#### [EXTRAIT]
......

Cependant, le constat n’est pas si sombre que ça pour l’édition française de manga pour enfants. Si les chiffres de vente des collections à destination des plus jeunes restent bien en dessous des blockbusters shôjo et shônen (il faut descendre jusqu’à la 32e position pour voir un manga pour enfants se classer dans la liste des plus gros tirages mangas de 2012), toutes les maisons d’édition rencontrées s’accordent à dire que le marché est en pleine croissance et que les chiffres ne peuvent que croître. « Dans une optique d’élargissement des cibles et des publics, le manga pour enfants offre des résultats très satisfaisants, se félicite Fabien Vautrin. C’est aussi très encourageant pour nous, éditeurs, de constater que le lectorat ne se cantonne pas qu’au shônen mais cherche à découvrir d’autres choses. Pouvoir rééditer un manga à destination des personnes âgées de 7 à 77 ans comme Yotsuba, c’est réconfortant. On sait déjà quInazuma Eleven va s’achever en février – avec un one shot supplémentaire prévu au début du deuxième semestre 2013. Mais nous continuons la publication de Pokemon Noir et Blanc, et nous misons beaucoup sur Silver Spoon, le nouveau manga de Hiromu ARAKAWA, qui par les messages qu’il véhicule, pourra toucher les plus jeunes. »

Lika aux Cheveux Longs © Yûji Kanno / Matayoshi 2013 • nobi nobi !

......

#### [PROBLÈMES À RÉSOUDRE]
1) D'après l'extrait sur le manga pour enfants, à quelle position faut-il descendre pour trouver un manga pour enfants dans la liste des plus gros tirages mangas de 2012 ?
2) Prolongez l'extrait sur le manga pour enfants au-delà de sa dernière ligne.

......

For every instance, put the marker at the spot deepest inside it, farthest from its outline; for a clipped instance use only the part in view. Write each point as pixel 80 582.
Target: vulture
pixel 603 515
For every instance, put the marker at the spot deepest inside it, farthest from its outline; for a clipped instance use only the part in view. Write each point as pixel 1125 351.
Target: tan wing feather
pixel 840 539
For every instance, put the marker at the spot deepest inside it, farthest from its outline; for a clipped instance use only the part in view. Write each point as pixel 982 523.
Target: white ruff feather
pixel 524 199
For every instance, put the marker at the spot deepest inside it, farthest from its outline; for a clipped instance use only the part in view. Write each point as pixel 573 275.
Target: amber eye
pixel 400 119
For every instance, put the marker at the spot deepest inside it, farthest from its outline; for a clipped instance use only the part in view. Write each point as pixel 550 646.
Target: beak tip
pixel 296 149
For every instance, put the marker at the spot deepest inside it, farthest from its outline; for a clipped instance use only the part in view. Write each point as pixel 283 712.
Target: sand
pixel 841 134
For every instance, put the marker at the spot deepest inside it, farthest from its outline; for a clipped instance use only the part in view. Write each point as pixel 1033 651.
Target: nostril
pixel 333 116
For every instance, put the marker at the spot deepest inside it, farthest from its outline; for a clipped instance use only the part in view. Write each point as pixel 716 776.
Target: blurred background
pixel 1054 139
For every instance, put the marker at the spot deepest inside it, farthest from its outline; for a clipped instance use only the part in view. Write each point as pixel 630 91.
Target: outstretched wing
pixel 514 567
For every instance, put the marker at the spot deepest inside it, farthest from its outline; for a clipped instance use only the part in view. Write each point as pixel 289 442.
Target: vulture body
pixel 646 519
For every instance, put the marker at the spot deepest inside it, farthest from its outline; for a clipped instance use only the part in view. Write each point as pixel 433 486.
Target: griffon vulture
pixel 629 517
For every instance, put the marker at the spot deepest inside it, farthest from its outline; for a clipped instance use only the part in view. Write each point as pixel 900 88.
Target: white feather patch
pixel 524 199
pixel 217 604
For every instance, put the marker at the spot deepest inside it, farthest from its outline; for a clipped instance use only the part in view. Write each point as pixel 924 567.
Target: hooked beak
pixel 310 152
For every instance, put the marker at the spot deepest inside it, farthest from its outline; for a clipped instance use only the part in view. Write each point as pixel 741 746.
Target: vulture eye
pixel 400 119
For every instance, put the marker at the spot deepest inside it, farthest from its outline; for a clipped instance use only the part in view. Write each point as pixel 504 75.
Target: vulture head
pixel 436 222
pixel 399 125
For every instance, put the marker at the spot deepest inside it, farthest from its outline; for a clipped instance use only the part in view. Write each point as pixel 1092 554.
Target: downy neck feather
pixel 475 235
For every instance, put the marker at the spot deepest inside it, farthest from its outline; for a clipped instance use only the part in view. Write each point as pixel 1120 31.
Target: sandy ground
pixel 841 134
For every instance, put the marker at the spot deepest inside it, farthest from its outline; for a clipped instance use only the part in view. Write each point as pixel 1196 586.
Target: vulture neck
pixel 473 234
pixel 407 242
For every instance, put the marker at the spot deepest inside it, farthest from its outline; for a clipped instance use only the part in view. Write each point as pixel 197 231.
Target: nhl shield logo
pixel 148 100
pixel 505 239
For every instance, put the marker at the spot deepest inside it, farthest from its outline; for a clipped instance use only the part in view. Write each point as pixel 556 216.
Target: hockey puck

......

#### [RÉPONSES PAR TÂCHE]
1) Jusqu'à la 32e position.

2)
Tous ont d’ailleurs prévu de sortir des titres jeunesse courant 2013. Chez Glénat, on sait que la collection Kids va être amenée à se développer, même si aucun titre n’a été donné. Pika avait préparé son salon de Montreuil en sortant une édition intégrale de Grimms Manga, une réinterprétation des contes et légendes des frères Grimm à la sauce nippone. Enfin, nobi nobi ! va jouer fort en proposant en février la suite tant attendue des aventures de Tamago, avec Tamago Transformation, et en proposant non pas une nouvelle légende japonaise mais Lika aux cheveux longs, un conte original dans une ambiance fantastique occidentale.
Le marché français du manga pour enfants se structure donc petit à petit. La scission d’avec les genres bien identifiés que sont le shôjo ou le shônen est en cours, et il est fort à parier que dans les années à venir, chaque maison d’édition de manga sera amenée à proposer des contenus spécifiques pour les plus jeunes.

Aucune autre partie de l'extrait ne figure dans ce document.